Dataset entries
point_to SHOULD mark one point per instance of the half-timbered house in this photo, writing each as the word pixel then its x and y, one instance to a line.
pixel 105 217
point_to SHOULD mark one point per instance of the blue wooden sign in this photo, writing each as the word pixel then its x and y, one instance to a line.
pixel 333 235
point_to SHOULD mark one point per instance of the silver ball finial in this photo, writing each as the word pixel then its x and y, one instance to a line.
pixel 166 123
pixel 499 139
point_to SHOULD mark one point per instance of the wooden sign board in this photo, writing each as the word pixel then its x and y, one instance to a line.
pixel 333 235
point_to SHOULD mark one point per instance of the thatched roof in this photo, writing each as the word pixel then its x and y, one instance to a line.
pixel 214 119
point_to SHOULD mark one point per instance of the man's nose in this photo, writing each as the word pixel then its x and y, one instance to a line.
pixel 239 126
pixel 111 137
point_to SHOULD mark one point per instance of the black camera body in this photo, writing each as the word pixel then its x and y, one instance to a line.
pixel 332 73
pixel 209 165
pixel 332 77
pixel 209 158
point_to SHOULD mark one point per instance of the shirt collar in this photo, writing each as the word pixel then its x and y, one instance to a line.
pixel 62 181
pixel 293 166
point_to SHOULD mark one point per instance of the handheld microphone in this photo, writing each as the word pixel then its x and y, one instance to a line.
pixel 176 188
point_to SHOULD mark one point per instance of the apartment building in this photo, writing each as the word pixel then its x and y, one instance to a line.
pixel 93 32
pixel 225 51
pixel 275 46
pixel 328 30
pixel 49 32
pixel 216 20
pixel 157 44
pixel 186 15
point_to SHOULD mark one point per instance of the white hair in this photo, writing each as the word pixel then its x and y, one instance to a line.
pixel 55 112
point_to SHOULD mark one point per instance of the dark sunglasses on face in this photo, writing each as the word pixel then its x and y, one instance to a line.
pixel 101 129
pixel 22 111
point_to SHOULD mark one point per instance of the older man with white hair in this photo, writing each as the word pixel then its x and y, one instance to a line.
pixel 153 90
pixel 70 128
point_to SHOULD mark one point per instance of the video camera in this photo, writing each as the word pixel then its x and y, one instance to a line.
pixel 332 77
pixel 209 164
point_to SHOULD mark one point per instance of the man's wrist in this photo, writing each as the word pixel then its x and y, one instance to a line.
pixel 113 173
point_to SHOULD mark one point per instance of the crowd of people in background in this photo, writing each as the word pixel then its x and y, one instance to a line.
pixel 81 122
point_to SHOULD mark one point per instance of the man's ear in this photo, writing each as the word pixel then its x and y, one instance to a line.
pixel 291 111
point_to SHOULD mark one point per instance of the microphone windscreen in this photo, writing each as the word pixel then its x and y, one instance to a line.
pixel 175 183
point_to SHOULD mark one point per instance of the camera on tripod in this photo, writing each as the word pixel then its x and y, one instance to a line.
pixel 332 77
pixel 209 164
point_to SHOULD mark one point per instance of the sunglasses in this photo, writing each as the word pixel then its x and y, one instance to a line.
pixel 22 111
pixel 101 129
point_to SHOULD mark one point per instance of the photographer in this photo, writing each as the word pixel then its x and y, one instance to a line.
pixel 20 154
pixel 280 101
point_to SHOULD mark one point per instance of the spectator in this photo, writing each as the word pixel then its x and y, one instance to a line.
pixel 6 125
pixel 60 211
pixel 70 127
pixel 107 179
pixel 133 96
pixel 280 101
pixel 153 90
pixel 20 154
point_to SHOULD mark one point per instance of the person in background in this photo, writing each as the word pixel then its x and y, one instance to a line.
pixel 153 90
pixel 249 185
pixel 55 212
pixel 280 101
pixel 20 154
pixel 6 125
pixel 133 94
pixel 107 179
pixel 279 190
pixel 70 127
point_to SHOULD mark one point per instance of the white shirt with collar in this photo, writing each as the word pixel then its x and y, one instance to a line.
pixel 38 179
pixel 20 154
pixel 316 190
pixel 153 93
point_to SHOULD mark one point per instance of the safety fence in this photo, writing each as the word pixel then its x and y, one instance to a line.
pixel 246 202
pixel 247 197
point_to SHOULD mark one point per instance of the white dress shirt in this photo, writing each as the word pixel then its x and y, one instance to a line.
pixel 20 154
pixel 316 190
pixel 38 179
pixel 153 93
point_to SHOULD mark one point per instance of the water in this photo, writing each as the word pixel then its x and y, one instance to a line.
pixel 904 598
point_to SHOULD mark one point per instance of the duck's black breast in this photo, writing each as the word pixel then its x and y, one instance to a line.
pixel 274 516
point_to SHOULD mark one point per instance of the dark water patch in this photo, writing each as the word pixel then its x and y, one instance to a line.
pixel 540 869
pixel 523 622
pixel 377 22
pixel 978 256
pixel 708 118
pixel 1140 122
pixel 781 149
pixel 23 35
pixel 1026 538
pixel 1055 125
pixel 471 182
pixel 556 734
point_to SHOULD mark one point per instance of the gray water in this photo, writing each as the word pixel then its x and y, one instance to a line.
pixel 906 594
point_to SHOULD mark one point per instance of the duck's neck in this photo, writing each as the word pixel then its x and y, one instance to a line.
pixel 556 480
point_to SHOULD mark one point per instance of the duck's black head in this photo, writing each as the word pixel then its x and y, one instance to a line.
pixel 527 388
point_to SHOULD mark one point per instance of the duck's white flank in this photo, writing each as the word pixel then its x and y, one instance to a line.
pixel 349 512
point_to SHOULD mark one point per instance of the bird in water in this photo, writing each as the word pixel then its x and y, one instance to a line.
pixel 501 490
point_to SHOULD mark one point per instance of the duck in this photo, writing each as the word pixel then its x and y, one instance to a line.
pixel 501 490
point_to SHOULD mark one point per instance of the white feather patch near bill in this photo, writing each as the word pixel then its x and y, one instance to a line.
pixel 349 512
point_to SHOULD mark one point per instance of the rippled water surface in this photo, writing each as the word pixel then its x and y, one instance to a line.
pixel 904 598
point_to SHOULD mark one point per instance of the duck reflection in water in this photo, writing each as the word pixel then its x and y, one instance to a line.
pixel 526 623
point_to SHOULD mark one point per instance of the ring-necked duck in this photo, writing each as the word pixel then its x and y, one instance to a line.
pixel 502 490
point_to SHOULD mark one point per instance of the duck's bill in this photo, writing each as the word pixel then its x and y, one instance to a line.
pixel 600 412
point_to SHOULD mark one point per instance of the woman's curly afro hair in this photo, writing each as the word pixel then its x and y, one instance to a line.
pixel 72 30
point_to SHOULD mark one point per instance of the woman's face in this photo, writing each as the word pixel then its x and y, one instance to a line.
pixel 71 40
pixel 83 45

§ **Work task**
Your answer must consist of every line above, transcribed verbatim.

§ **Result of the exercise**
point_to SHOULD mark one point per instance of the half-timbered house in this photo, writing each as the word pixel then its x and y, one instance to a line.
pixel 105 217
point_to SHOULD mark one point per instance of the blue wooden sign in this photo, writing each as the word pixel then its x and y, one instance to a line.
pixel 333 235
point_to SHOULD mark one point per instance of the silver ball finial in this photo, writing each as the word pixel then its x and y, one instance to a line.
pixel 166 123
pixel 499 139
point_to SHOULD mark one point per instance of the wooden sign board in this photo, writing each as the word pixel then its x and y, one instance to a line.
pixel 333 235
point_to SHOULD mark one point per instance of the thatched roof in this photo, writing each as the word pixel then its x and y, one instance to a line.
pixel 214 119
point_to SHOULD mark one point per instance of the man's nose in this photo, writing each as the word pixel then its x and y, one instance to a line.
pixel 239 126
pixel 111 137
point_to SHOULD mark one point per instance of the black camera body in this photo, writing each as the word pixel then its x and y, one instance to a line.
pixel 332 73
pixel 209 165
pixel 332 77
pixel 209 158
point_to SHOULD mark one point per instance of the shirt collar in this photo, writing each as the word pixel then its x and y, one instance to a line.
pixel 62 181
pixel 293 166
point_to SHOULD mark one point per instance of the handheld microphone in this photo, writing each as the word pixel then its x and y, one instance to a line.
pixel 176 188
point_to SHOULD mark one point per instance of the apartment building in this photo, writing each as the word pixel then its x and y, one instance to a line.
pixel 93 32
pixel 225 51
pixel 275 46
pixel 328 30
pixel 49 32
pixel 216 20
pixel 157 44
pixel 186 15
point_to SHOULD mark one point per instance of the white hair in this photo, writing each as the word pixel then its x and y, one instance to a line.
pixel 55 112
point_to SHOULD mark one point per instance of the dark sunglasses on face in this photo, writing each as the word pixel then its x and y, one instance to a line.
pixel 101 129
pixel 22 111
point_to SHOULD mark one point per instance of the older man with white hair in this photo, writing each as the word pixel then its x and y, one instance to a line.
pixel 153 90
pixel 70 128
point_to SHOULD mark one point per instance of the video camera in this photo, writing each as the word pixel then its x and y, one instance to a line.
pixel 332 77
pixel 209 164
point_to SHOULD mark one point per instance of the man's wrist in this photo, writing each as the word pixel then its x and y, one instance to a line.
pixel 113 173
point_to SHOULD mark one point per instance of the crowd of people in background in this photo, writing each as the word pixel then its x and y, one instance to a line.
pixel 81 122
point_to SHOULD mark one point per instance of the man's ear in this photo, writing each as the word pixel then its x and y, one instance to a line.
pixel 291 111
point_to SHOULD mark one point per instance of the microphone windscreen in this photo, writing each as the word pixel then its x and y, one instance to a line.
pixel 175 183
point_to SHOULD mark one point per instance of the camera on tripod in this photo, writing each as the word pixel then its x and y, one instance to a line.
pixel 332 77
pixel 209 164
point_to SHOULD mark one point per instance of the sunglasses in this photo, writing each as the word pixel then its x and y, one instance to a line.
pixel 22 111
pixel 101 129
point_to SHOULD mark one point per instance of the photographer in this photo, writing each as the word pixel then its x and y, one instance to a line.
pixel 20 154
pixel 280 101
point_to SHOULD mark one point per instance of the spectator in this photo, writing each as the word pixel then its x and y, one instance to a line.
pixel 6 125
pixel 60 211
pixel 70 127
pixel 107 179
pixel 133 96
pixel 280 101
pixel 153 90
pixel 20 154
point_to SHOULD mark one point per instance of the person in background in this photo, writing each as the word pixel then its x and y, one instance to a line.
pixel 153 90
pixel 249 185
pixel 55 212
pixel 280 101
pixel 20 154
pixel 6 125
pixel 133 94
pixel 107 179
pixel 279 190
pixel 70 127
point_to SHOULD mark one point per instance of the white shirt with collar in this photo, writing each as the word pixel then its x and y, one instance to a line.
pixel 38 179
pixel 20 154
pixel 316 190
pixel 153 93
point_to SHOULD mark one point per instance of the safety fence in this photo, writing each as the word pixel then its x and y, one instance to a line.
pixel 246 202
pixel 247 197
point_to SHOULD mark one point per instance of the white dress shirt in this photo, writing each as the word pixel then its x and y, one instance to a line.
pixel 20 154
pixel 316 190
pixel 38 179
pixel 153 93
point_to SHOULD mark one point per instance of the water in this photo, writing each as the word pixel then its x and y, one instance to a line.
pixel 904 598
point_to SHOULD mark one point per instance of the duck's black breast in this photo, writing each as the word pixel then its x and y, one instance to a line.
pixel 274 516
point_to SHOULD mark one point per instance of the dark water patch in this photo, writing each as the word pixel then its x and y, one instance to a line.
pixel 540 869
pixel 523 622
pixel 377 22
pixel 978 256
pixel 708 118
pixel 1140 122
pixel 781 149
pixel 23 35
pixel 1026 538
pixel 1055 125
pixel 471 182
pixel 556 734
point_to SHOULD mark one point per instance of the gray water in this photo, writing each as the word pixel then its x and y, one instance to a line.
pixel 906 594
point_to SHOULD mark one point per instance of the duck's neck in this photo, writing each as the word pixel then its x and y, one instance to a line.
pixel 556 480
point_to SHOULD mark one point per instance of the duck's black head in this photo, writing each as the word pixel then its x and y, one instance to a line.
pixel 527 388
point_to SHOULD mark one point per instance of the duck's white flank in this photo, writing each as the word pixel then its x and y, one instance to a line.
pixel 349 512
point_to SHOULD mark one point per instance of the bird in water in this photo, writing each as the word pixel then its x and y, one instance to a line.
pixel 501 490
point_to SHOULD mark one point per instance of the duck in this photo, writing each as the word pixel then its x and y, one instance to a line.
pixel 501 490
point_to SHOULD mark one point per instance of the white feather patch near bill in this photo, writing each as the word pixel then its x and y, one instance to a line.
pixel 349 512
point_to SHOULD mark one point per instance of the rippled water surface in this photo, writing each as the word pixel then its x and y, one instance to a line.
pixel 904 598
point_to SHOULD mark one point per instance of the duck reflection in water in this photo, writing each as the word pixel then its x and y, one instance to a line.
pixel 526 623
point_to SHOULD mark one point per instance of the ring-necked duck in this photo, writing each as the word pixel then its x and y, one instance to a line.
pixel 502 490
point_to SHOULD mark one point per instance of the duck's bill in this photo, writing each as the word pixel then its x and y, one instance to a line.
pixel 600 412
point_to SHOULD mark one point per instance of the woman's curly afro hair in this photo, writing each as the word pixel then its x and y, one instance to a line.
pixel 72 30
point_to SHOULD mark one point per instance of the woman's face in this photo, writing each as the word pixel then its x and y, one instance to a line.
pixel 71 40
pixel 83 45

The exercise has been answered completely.